Today, we’re in between market storms. Many equity indexes are back at highs, so no need to worry right? All is right in the world?

Careful.

The rate of inflation, at least according to the government reports, has decreased over the past couple of years. Yet gas prices are still over $3/gallon in the USA. Cheerios cost almost $7/box. The combination of high home prices and mortgage rates has made monthly payments ridiculous for so many people. Stress in the supply chain is ticking up again too. And the yield curve is still inverted as well.

As a result of all of this, people have racked up $1 trillion in credit card debt.

The pressure on the individual remains high. And now that interest income has become a real investment option again, the perpetual bid underneath financial asset prices may not be there the next time markets get into a jam.

A Buying Opportunity in Trend-Following

Over the past couple of years, trend-following performance has been flat. This happens when there aren’t many large trends to profit from.

◆ Stated problem:
Please answer these questions from the market commentary:
1. About how much does a box of Cheerios cost, according to the commentary?
2. How much credit card debt have people accumulated?
3. How has trend-following performance done over the past couple of years?
The listing that comes next was taken from a separate source.

◆ Supplied data:
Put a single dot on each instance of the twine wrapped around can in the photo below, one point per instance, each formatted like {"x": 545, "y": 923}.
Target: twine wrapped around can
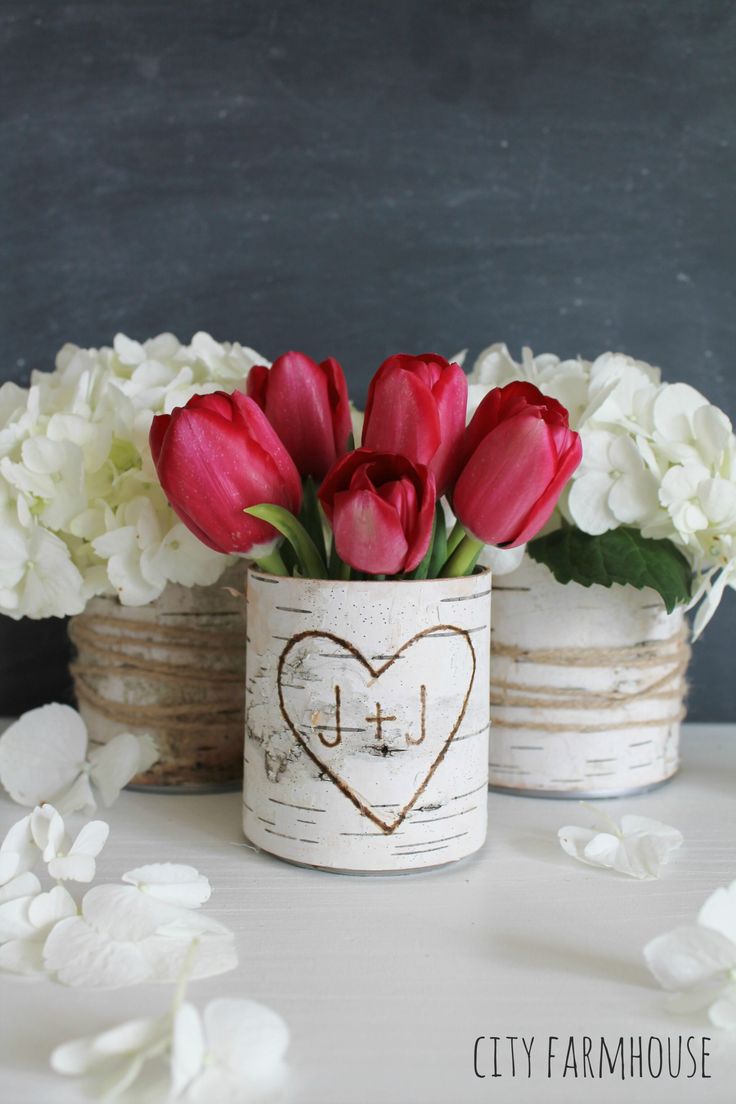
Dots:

◆ Complete response:
1. Almost $7 per box.
2. $1 trillion.
3. It has been flat.